■ **WORK TO BE COMPLETED**
Rewrite everything from the entry containing "Reviewer note: every instance of the bicycle" down to the end of the entries, swapping "bicycle" for "bike" and leaving all else unchanged.

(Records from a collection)
↓↓↓

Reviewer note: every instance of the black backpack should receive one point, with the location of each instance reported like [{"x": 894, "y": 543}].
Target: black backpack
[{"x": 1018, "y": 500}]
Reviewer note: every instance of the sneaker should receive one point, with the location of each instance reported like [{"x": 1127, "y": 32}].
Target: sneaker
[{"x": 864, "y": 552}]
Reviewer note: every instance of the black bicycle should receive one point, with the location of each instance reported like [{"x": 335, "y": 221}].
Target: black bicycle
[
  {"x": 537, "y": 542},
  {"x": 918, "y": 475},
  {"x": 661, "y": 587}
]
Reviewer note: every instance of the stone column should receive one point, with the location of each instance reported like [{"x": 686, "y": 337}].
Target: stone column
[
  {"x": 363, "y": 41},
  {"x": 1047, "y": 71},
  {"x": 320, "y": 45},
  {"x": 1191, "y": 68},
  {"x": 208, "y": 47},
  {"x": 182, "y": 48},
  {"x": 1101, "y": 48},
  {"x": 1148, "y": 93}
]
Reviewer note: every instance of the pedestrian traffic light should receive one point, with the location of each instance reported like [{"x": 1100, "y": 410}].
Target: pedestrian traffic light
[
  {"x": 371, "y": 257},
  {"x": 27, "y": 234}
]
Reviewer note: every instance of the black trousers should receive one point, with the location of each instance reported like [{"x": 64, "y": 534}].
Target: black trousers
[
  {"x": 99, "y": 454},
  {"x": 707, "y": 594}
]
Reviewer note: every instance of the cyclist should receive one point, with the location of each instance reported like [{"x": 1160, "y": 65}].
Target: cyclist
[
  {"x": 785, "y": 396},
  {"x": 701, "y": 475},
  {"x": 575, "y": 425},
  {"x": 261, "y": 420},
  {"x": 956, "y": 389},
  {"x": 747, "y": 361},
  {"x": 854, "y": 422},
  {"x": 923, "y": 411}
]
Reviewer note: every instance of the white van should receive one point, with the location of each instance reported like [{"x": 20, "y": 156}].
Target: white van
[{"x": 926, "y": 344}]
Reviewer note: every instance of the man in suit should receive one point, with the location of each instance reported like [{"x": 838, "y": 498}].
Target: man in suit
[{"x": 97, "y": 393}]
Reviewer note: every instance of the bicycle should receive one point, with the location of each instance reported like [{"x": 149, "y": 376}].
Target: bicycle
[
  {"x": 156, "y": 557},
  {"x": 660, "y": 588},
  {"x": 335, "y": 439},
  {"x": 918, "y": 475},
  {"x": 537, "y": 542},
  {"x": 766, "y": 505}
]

↑↑↑

■ **EXERCISE ANSWER**
Reviewer note: every instance of the bike should receive one point, with the location of each instance reported like [{"x": 149, "y": 376}].
Target: bike
[
  {"x": 156, "y": 557},
  {"x": 660, "y": 588},
  {"x": 335, "y": 439},
  {"x": 918, "y": 475},
  {"x": 537, "y": 542},
  {"x": 766, "y": 505}
]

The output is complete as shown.